Begin Data for this exercise

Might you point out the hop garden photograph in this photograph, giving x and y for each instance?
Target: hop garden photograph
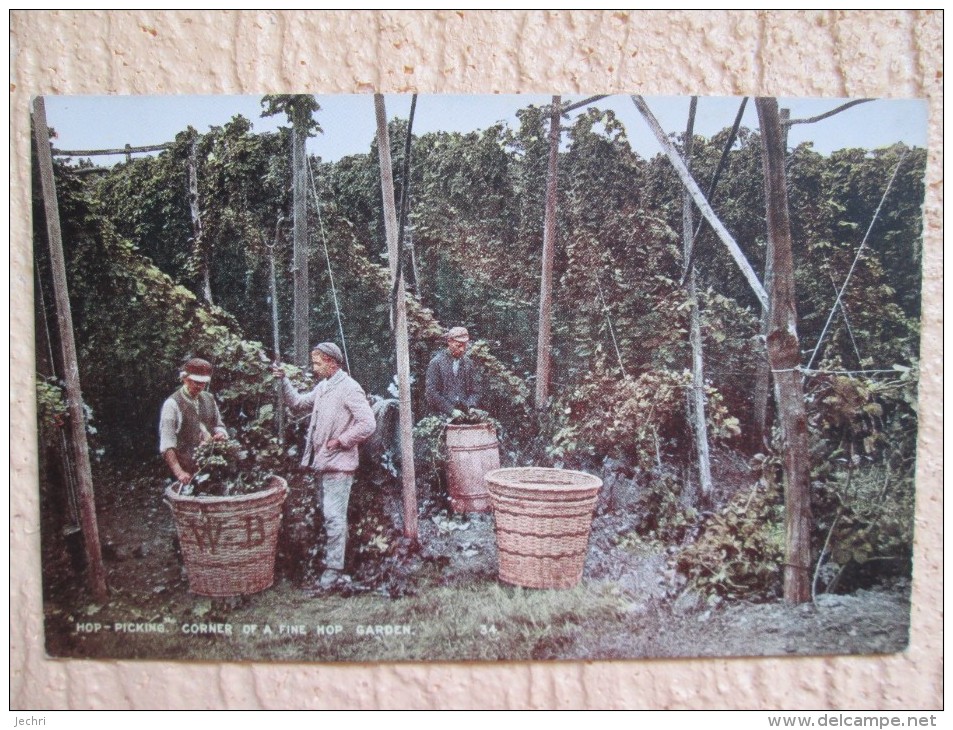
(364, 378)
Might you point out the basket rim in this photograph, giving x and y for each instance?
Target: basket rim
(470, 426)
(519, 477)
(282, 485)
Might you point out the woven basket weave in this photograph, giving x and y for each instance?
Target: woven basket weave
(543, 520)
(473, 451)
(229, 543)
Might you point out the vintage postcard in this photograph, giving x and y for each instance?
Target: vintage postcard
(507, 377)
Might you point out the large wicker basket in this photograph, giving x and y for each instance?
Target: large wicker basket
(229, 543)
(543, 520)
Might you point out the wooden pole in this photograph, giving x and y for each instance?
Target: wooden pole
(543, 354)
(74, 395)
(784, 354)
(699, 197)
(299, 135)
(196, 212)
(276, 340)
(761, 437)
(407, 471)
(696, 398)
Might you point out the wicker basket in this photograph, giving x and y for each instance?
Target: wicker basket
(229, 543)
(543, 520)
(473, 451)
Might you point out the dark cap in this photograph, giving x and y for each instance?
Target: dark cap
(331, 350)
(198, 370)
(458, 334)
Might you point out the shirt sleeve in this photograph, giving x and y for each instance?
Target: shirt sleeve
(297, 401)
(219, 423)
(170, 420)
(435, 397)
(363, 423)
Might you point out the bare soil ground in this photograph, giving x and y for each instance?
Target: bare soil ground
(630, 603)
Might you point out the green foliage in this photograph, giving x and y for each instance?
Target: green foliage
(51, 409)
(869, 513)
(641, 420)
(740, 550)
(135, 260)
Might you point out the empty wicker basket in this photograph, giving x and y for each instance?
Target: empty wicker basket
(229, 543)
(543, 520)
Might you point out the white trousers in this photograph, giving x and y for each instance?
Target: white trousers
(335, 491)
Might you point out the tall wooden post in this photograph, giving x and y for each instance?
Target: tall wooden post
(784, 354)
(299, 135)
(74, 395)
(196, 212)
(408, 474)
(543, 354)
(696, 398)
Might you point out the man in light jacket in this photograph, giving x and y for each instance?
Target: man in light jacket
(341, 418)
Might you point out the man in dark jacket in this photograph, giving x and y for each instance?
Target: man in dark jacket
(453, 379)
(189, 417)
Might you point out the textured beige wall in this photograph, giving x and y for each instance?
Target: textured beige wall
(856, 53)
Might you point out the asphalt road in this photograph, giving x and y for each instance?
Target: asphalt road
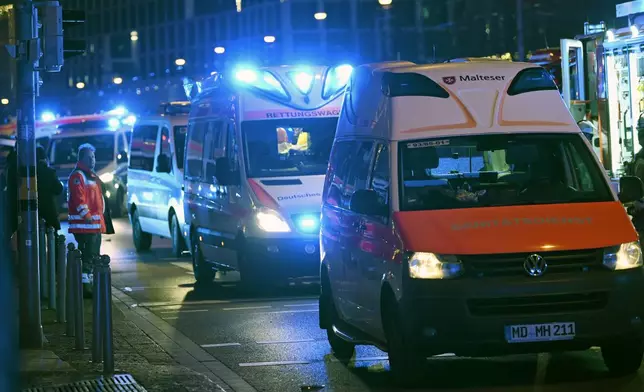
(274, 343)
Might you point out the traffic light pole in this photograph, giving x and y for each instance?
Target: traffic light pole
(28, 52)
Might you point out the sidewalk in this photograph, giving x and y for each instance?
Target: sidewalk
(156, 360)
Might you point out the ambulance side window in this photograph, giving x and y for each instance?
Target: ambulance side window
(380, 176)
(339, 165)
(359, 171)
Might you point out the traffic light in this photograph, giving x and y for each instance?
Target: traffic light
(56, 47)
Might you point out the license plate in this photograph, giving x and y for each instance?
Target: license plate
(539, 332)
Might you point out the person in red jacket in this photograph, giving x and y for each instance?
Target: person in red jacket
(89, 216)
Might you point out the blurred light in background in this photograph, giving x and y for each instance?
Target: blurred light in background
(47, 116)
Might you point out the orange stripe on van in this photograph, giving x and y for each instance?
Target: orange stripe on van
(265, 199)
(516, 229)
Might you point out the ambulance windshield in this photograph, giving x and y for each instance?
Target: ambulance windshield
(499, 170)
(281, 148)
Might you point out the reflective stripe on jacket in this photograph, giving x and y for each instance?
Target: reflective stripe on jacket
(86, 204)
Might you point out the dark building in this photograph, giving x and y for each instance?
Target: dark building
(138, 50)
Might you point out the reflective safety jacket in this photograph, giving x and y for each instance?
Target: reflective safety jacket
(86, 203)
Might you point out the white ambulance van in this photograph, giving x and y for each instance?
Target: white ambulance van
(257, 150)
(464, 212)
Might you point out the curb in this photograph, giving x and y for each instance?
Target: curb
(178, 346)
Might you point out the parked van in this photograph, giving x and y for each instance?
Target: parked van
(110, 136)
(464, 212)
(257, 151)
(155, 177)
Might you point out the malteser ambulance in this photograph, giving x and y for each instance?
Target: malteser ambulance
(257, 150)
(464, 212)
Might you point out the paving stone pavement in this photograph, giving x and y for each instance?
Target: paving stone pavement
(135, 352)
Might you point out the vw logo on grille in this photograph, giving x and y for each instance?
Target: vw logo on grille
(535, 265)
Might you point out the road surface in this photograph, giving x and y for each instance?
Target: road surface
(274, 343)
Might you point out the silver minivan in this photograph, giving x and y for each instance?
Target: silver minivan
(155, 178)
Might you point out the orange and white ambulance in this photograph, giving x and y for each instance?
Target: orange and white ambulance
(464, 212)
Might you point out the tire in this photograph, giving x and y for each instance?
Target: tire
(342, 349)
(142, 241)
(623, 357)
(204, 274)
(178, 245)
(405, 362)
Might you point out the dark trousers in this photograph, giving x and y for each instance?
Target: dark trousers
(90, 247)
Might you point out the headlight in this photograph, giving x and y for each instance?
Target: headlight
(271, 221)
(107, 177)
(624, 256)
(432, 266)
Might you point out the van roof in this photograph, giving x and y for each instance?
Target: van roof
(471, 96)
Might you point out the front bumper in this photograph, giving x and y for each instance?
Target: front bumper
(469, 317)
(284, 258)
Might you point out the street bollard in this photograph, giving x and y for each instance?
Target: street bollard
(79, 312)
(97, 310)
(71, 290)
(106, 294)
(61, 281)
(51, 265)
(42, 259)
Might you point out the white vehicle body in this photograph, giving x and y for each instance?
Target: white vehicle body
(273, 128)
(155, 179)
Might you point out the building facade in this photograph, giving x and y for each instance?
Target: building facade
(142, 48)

End Data for this exercise
Begin Data for this exercise

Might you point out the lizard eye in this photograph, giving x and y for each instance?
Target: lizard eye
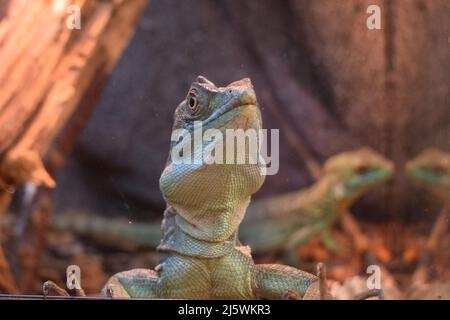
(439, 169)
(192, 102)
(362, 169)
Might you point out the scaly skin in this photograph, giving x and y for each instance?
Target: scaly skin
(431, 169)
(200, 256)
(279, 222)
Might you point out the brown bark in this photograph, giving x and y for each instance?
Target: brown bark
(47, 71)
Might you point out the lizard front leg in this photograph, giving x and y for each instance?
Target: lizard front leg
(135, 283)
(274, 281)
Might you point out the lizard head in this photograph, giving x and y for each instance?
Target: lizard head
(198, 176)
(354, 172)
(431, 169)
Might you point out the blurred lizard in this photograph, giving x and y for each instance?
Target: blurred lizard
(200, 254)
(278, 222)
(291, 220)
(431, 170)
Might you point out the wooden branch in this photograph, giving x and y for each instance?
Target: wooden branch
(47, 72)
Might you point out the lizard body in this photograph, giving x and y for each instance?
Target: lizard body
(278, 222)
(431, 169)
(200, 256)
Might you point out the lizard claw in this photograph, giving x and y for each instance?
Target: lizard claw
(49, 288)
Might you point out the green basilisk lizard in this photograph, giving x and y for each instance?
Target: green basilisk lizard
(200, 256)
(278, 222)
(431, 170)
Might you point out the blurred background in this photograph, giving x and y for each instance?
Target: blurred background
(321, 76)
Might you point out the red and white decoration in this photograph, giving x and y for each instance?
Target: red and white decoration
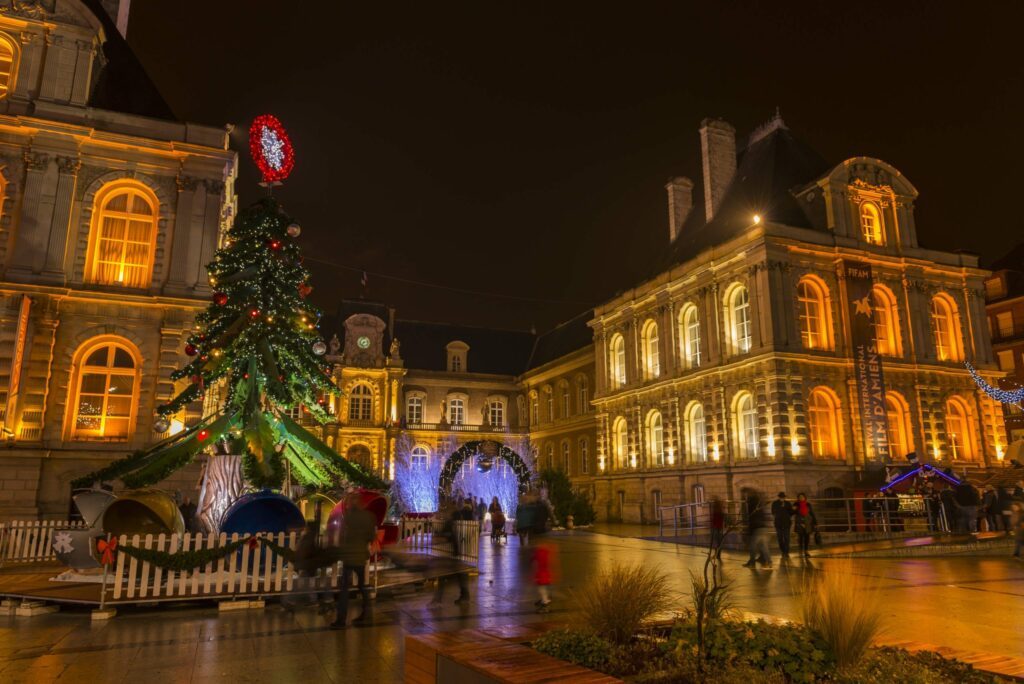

End Data for this exercise

→ The request: Please render the lines from the one with "Might you point out the blurred background" up to and including the one with "Target: red and white decoration" as a numbered list, leaving out any blank lines.

→ Result:
1. Might you point out the blurred background in this photograph, giving x and y for each instance?
2. Target: blurred background
3. (321, 76)
4. Might you point out the red and white decoration in this photograph, giving x and y for each instance?
5. Target: red and white decoration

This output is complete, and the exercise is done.